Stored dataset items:
--------------------
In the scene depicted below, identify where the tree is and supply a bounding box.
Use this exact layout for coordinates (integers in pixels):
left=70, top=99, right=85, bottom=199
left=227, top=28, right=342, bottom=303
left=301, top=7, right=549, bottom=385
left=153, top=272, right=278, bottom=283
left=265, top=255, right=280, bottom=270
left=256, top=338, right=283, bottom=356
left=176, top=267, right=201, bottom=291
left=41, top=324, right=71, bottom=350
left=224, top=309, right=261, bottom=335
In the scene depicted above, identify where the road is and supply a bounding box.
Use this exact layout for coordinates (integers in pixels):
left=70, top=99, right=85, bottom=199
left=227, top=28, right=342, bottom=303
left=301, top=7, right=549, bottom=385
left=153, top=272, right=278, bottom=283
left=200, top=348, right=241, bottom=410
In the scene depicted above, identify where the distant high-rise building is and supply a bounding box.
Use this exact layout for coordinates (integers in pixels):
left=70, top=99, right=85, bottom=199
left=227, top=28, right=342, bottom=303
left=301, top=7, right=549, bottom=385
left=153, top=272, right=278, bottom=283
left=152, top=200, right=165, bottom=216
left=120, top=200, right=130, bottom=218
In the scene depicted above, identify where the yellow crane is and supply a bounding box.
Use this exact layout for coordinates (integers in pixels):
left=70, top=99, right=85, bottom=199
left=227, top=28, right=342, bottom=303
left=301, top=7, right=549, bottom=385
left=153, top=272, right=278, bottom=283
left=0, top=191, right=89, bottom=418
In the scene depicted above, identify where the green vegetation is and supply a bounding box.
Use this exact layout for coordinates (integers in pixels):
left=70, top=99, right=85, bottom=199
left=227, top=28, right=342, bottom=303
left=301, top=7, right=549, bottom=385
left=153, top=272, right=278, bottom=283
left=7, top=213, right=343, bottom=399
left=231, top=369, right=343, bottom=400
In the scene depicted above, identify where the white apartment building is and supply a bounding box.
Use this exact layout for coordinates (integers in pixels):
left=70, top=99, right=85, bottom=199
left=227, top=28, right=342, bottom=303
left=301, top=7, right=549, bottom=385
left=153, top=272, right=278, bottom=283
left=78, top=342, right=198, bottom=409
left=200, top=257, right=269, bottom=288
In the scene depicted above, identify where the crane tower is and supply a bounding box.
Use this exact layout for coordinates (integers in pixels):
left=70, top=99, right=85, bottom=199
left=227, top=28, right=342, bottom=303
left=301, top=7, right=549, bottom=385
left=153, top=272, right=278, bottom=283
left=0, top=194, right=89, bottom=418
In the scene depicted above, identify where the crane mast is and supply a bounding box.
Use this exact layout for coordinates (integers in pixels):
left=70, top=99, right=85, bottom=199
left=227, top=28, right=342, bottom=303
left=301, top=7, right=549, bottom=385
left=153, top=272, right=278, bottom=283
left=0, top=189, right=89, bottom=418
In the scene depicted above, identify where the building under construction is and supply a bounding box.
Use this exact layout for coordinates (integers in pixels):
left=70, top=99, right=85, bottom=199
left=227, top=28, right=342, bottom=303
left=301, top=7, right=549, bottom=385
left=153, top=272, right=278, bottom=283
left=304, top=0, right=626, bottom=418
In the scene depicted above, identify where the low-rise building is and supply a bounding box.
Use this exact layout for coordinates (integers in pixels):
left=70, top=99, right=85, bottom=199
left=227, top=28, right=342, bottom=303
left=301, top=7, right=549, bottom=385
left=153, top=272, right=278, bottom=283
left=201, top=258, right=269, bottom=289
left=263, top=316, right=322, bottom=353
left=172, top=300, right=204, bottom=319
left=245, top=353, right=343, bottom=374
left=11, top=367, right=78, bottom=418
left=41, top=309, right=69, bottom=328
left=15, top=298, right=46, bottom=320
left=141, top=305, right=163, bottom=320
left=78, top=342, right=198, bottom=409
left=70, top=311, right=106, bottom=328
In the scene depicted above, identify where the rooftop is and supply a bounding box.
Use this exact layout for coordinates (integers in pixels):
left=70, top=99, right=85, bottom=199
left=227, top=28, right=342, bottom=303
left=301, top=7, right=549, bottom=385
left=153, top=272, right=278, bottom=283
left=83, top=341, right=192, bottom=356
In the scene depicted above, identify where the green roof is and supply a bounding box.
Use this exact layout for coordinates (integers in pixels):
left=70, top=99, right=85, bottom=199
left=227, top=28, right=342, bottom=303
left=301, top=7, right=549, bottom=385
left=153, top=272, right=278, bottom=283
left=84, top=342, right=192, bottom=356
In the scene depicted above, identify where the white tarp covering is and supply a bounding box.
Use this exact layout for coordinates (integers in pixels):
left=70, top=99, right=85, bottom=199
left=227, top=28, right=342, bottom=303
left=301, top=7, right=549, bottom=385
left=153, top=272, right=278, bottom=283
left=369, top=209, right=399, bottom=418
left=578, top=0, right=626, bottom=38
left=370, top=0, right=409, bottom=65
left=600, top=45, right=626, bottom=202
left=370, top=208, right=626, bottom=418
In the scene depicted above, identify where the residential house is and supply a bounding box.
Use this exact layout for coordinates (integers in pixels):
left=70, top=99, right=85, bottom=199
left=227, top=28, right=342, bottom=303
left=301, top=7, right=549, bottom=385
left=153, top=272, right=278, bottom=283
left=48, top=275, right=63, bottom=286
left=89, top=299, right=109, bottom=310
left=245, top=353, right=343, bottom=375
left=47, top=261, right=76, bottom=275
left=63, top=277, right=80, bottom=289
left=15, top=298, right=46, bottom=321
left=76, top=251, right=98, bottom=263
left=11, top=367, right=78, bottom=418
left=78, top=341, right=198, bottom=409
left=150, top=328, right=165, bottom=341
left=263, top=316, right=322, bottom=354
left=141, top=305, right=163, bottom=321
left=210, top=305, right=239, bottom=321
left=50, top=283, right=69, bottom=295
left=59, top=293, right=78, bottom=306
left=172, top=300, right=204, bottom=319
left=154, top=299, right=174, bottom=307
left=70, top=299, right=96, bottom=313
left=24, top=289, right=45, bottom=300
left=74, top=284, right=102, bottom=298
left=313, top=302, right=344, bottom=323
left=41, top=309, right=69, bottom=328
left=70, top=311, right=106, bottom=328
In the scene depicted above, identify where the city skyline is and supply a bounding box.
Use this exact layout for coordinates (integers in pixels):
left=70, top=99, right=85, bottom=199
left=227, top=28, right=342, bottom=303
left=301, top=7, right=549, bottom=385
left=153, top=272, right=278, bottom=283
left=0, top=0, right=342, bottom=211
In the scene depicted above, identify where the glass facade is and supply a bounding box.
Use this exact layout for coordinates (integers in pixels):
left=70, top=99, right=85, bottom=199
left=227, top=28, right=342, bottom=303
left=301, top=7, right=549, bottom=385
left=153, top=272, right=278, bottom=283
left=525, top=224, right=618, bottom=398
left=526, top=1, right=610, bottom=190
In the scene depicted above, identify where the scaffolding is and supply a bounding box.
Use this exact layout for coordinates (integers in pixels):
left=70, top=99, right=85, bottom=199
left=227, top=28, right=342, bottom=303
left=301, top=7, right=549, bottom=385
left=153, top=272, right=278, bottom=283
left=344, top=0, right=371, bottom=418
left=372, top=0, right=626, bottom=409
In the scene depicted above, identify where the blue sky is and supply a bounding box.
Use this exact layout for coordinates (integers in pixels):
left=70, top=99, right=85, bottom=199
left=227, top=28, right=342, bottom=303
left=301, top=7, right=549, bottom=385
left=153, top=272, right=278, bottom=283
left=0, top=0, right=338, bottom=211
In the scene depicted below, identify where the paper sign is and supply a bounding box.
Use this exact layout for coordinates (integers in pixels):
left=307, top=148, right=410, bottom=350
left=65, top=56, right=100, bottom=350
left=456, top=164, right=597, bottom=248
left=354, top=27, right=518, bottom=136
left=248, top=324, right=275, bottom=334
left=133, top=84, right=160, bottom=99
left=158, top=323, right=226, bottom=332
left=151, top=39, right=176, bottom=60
--------------------
* **WHAT YOU NEED TO DO**: How many lines of the items above contain the word "below"? Reply with the number alone.

* **RESPONSE TO THIS TASK**: 2